TASK INSTRUCTIONS:
a - Translate this sentence from the plague book review below into Spanish: "The ways that both public officials and private citizens reacted to the plague varied from noble to pathetic."
b - Please carry on the plague book review below, starting after its final sentence.

TEXT PASSAGE:
++++++

The Great Plague, by Stephen Porter. Published by Sutton Publishing, 260 Fifth Avenue, New York, NY 10001. 212-213-2775. 213 pages. $34.95 hardcover.
The outbreak of bubonic plague that ravaged England during 1665 and 1666 claimed roughly one-fifth of London’s population and as much as one-third of the inhabitants of some surrounding rural villages. Porter’s The Great Plague takes a close look–not at the nature of the disease, its effects, or how it was transmitted–but instead at the effects it had on the way people lived from day to day in the midst of this frightening reminder of their own mortality.
The ways that both public officials and private citizens reacted to the plague varied from noble to pathetic. The village of Eyam voluntarily quarantined itself to prevent the disease from spreading to nearby communities and, unwilling to leave, a third of the population died. In London, on the other hand, wealthy citizens who could afford to travel or who had country estates as retreats fled the city, leaving the poorer inhabitants to their fates. One account of the plague, written shortly after it had passed, noted, “The greatest number of those who died consisted of women and children, and the lowest and poorest sort of people,” and concluded with apparent relief that the victims included “not many of wealth or quality or of much conversation. . . .”

++++++

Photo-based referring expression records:
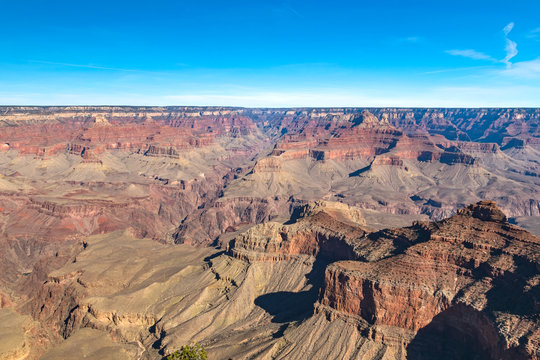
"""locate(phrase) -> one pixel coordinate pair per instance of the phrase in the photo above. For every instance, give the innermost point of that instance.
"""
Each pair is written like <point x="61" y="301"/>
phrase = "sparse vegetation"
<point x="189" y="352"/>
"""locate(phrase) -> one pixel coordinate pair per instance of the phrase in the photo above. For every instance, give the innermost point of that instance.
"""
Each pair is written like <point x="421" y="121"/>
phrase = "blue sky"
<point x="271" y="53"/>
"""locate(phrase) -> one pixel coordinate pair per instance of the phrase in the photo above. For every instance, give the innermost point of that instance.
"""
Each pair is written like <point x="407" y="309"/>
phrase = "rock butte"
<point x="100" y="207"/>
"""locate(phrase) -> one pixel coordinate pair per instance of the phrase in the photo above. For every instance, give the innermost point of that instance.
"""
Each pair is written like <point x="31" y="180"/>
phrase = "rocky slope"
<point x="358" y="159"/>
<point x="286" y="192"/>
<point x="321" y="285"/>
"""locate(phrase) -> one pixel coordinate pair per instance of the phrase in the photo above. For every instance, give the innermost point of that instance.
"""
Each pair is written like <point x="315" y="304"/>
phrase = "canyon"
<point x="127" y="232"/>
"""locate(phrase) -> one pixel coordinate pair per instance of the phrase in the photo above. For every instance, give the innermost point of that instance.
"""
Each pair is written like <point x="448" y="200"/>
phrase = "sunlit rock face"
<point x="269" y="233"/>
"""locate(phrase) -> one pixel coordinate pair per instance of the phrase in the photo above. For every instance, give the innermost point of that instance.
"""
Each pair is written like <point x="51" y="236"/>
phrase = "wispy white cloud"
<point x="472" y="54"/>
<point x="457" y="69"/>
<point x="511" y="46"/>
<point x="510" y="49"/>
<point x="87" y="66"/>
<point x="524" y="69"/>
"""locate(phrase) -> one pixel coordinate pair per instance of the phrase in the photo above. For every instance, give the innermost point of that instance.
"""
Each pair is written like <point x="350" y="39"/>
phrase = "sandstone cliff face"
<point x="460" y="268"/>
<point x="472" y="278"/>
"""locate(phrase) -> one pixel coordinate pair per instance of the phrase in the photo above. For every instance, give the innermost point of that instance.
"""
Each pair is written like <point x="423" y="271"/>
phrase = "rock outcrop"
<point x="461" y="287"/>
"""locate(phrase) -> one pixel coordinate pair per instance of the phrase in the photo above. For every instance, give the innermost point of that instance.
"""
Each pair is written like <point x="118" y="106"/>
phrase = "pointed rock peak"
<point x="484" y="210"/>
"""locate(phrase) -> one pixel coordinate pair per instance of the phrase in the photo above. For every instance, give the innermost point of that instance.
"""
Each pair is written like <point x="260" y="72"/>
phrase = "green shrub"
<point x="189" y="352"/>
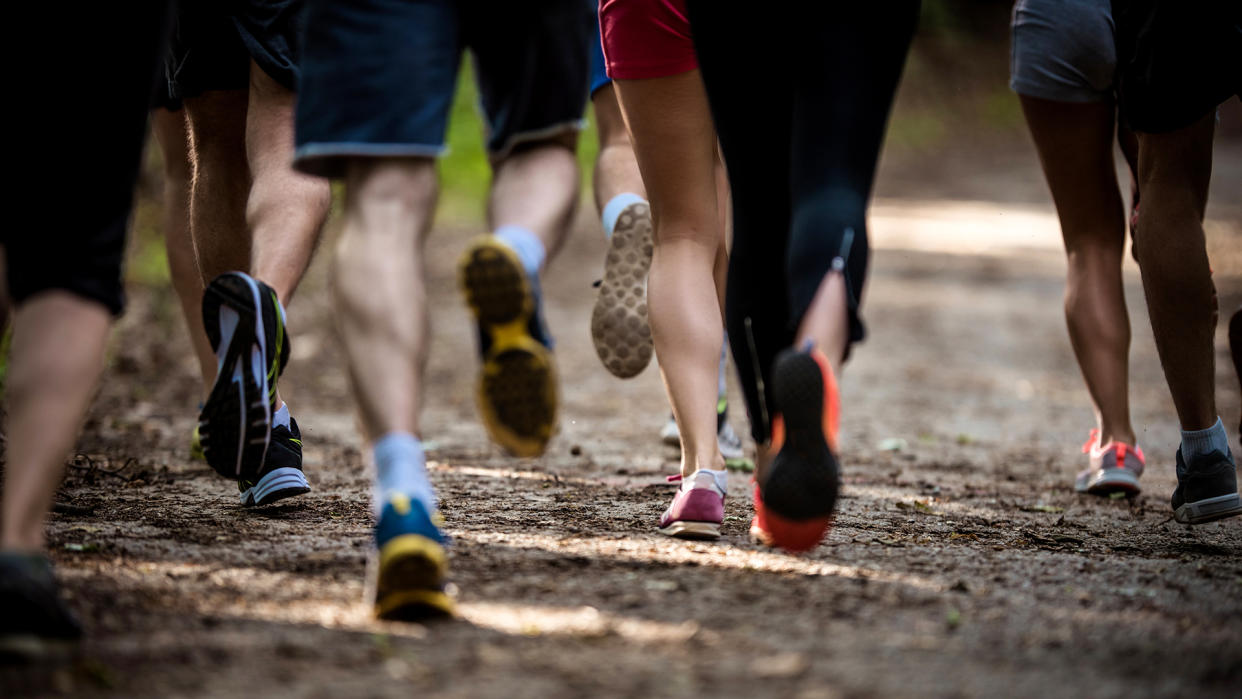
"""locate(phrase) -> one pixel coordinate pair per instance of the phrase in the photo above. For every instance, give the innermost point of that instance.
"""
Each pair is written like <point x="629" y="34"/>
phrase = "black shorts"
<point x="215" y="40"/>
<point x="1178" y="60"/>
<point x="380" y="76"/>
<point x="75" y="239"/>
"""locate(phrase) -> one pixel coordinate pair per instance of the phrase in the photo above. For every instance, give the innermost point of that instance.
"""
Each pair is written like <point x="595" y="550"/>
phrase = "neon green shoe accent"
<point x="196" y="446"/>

++++++

RESPONSE LIST:
a - Las formas en que tanto los funcionarios públicos como los ciudadanos particulares reaccionaron ante la peste variaron de lo noble a lo patético.

b -
The story of the disease’s social impact and of medical science’s inability to cope overflows with poignant and heartrending necessities. The need to isolate the sick from the well, for example, led to the construction of “pesthouses” to which anyone exhibiting the slightest signs of illness were often whisked away. We will never know just how many unfortunate sufferers of nothing more serious than a headache died after being confined among scores of plague victims, but one contemporary writer estimated that “Infection may have killed its thousands, but shutting up hath killed its ten thousands.”
Other sufferers were locked up in their own homes and became dependent on neighbours for food and other necessities. The consequences of being identified as a plague victim were so severe and unfortunate that many deaths were apparently attributed to other causes in official records. This led to uncertainty over how badly areas might be affected, and to delays in implementing remedial policies.
The policies enacted to deal with the plague were minimally effective from the start. Such preventive measures as carrying nosegays and smoking tobacco appear again and again in the records, along with occasional instructions that all dogs and cats be killed. Only rarely were rats included among the list of animals to be destroyed.
Porter includes plenty of statistics to develop reasonable estimates of the numbers of deaths in various locations, the rates at which the population recovered afterwards, and so forth, but the real insight this book provides is into the way the English people reacted, for better or for worse, in the face of a threat that they could explain often only by attributing it to divine judgment.